Nah man not into racing anymore, the motor isn't really going to be any lighter other than a few pounds or so. But I will video a run to see what the top end is going to be. I have been down in Mexico catching Rooster Fish so I really don't have any updates right now.


----------



## cutrunner

Any updates? (not that i can talk...)


----------



## Creek Runner

John has started back on my boat, here a couple pics. Rigging tubes in under the console, drain line in the front locker, and floor glassed in.








[/img]








[/img]


----------



## Creek Runner

Out of the Mold! What you guys think of the color?
Also a picture of my custom gas tank that I had made to give me maxium space in the front hatch.

I will get by the shop in the next day or 2 to get some better pics of it out of the mold.








[/img]








[/img]


----------



## Creek Runner

Aww checked my email and there was a couple more!  








[/img]









[/img]


----------



## jms

NICE !!!

dumb question:

that fuel tank - is it going to be epoxy coated,or,left as it is ?


----------



## Creek Runner

Thanks Man! 

It will be left as is; I made the tank so as it can be pulled out of the front hatch without any cutting to the front deck. So if there is ever any problem, no biggie to get it out and fix or replace it.


----------



## makin moves

really like the blue keep the pics coming


----------



## cutrunner

That blue looks awesome!! 
I was going to do a dark blue but since i was going to spray it i decided not to.
That is a seriously sweet hull
I like the way the bow looks, also the lifting strakes, pad and the pocket.
Like a mini lake &bay


----------



## Delmer

Love that blue. What color are you going with for the top deck?


----------



## Creek Runner

Thanks guys, Cut that’s what I thought when I 1st saw it. I’m not sure what color I’m going to use on the top, I was thinking Matter Horn White with a Matching dark blue console and maybe dark blue under the gunnels. What color would you guys do? I'm open to suggestions.


----------



## Delmer

I was thinking a cream or moon dust would look sweet. I may have to change the color of my hull once I get the call to choose colors and options. That blue is sweet.


----------



## cutrunner

I wouldnt do a dark blue console.. Too much reflection, and weird lookin.
I can say from first hand experience lol


----------



## makin moves

I have the same color on my boat and we went with a real light sand/cream color on the decks and center console turned out great. Its easy on the eyes in the bright sun.

Items listed in a dataset

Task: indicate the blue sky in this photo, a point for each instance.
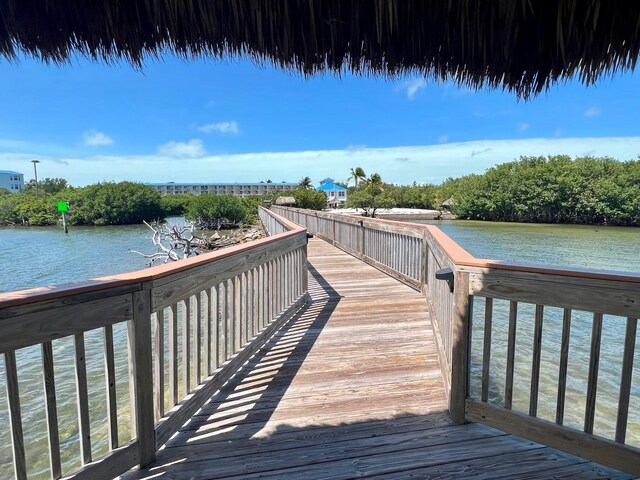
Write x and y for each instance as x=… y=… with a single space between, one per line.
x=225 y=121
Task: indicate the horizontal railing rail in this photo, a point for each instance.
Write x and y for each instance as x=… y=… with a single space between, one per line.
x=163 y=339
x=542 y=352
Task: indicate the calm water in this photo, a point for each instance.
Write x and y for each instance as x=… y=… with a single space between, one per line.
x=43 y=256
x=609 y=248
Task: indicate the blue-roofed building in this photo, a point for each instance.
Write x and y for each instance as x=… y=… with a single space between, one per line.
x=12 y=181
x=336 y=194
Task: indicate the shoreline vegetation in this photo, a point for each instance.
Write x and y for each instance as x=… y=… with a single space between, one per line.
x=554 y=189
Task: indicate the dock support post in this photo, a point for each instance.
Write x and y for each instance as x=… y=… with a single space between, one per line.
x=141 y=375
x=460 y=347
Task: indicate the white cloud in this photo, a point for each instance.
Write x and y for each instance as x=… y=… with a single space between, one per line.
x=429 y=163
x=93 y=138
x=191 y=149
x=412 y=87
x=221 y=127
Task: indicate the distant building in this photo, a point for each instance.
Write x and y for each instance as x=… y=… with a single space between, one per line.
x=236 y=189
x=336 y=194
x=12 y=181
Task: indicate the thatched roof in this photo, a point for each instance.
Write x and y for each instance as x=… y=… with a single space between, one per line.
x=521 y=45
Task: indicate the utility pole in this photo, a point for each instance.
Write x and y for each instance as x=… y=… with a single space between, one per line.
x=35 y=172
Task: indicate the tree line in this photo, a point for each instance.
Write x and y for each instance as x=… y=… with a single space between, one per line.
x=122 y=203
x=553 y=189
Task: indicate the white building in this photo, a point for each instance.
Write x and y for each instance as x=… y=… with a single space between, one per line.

---

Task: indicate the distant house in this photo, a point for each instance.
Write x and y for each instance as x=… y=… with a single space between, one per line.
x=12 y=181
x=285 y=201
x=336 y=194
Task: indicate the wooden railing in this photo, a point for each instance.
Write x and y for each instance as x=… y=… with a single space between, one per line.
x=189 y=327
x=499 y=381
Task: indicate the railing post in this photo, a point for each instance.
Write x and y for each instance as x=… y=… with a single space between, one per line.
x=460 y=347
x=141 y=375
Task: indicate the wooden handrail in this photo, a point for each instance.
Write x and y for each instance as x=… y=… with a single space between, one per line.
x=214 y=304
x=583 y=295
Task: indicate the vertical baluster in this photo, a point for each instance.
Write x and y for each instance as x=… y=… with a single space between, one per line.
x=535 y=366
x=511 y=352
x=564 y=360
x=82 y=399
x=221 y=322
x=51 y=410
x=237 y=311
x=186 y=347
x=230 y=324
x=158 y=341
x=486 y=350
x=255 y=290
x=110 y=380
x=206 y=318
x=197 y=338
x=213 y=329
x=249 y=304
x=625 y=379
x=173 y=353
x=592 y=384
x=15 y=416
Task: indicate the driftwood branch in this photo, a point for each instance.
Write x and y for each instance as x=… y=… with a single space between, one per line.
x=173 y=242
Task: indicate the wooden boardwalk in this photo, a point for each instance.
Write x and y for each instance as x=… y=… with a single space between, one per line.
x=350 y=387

### Requests:
1: Rewrite the boat-build thread from "Thanks guys, Cut" up to and including "open to suggestions.", with "Matter Horn White" changed to "Arctic White".
2: Extend the boat-build thread beyond its final post.

### Expected results:
1:
Thanks guys, Cut that’s what I thought when I 1st saw it. I’m not sure what color I’m going to use on the top, I was thinking Arctic White with a Matching dark blue console and maybe dark blue under the gunnels. What color would you guys do? I'm open to suggestions.

2:
----------



## Creek Runner

Making moves you got a pic of your boat?


----------



## jms

> Thanks Man!
> 
> It will be left as is; I made the tank so as it can be pulled out of the front hatch without any cutting to the front deck. So if there is ever any problem, no biggie to get it out and fix or replace it.



nice !!
allways good to plan ahead !

that's a great color - love this rig !


----------



## makin moves

hey creek Ill take one for you later today the ones I have are on the water and it make it look lighter than it is. Ill get a pick of it in the garage so you can get a idea


----------



## Creek Runner

Went to the shop today, here are a couple more pics.








[/img]








[/img]








[/img]


----------



## Creek Runner

Inside view with the floor glassed in, fully foamed injected with the gas tank sitting in it & the location, size, shape of the livewell.








[/img]

Livewell size and shape








[/img]

Notice the 2 rigging tubes (not 1), John said a guy that was in the shop asked why 2, response ever rigged a boat!








[/img]


----------



## makin moves

sorry it took a few days heres the pics of the color we went with. You can see the white hatch and I put a white lid up against the live well so you can see the color diff


----------



## skinnywater3

Looking forward to seeing some video of your skiff running with that tweaked out yamaha.

Sweet build, congrats!


----------



## Creek Runner

Ordered the trailer for skiff last week, stopped by the fab shop today. Oh Yeah!!! Fully custom all welded aluminum; torsion axles, diamond plate fenders, custom aluminum side guides, Stainless Steel hubs, lugs, and, nuts, waiting on the jack, winch, and mag wheels. The jack and winch are the new F2 all aluminum ones from fulton.








[/img]








[/img]








[/img]


----------



## Rosco

Nice boat. May I ask who is building the trailer for you? It's looking very nice and I want to order a custom trailer for my build.


----------



## jms

i am so frickin' jealous !!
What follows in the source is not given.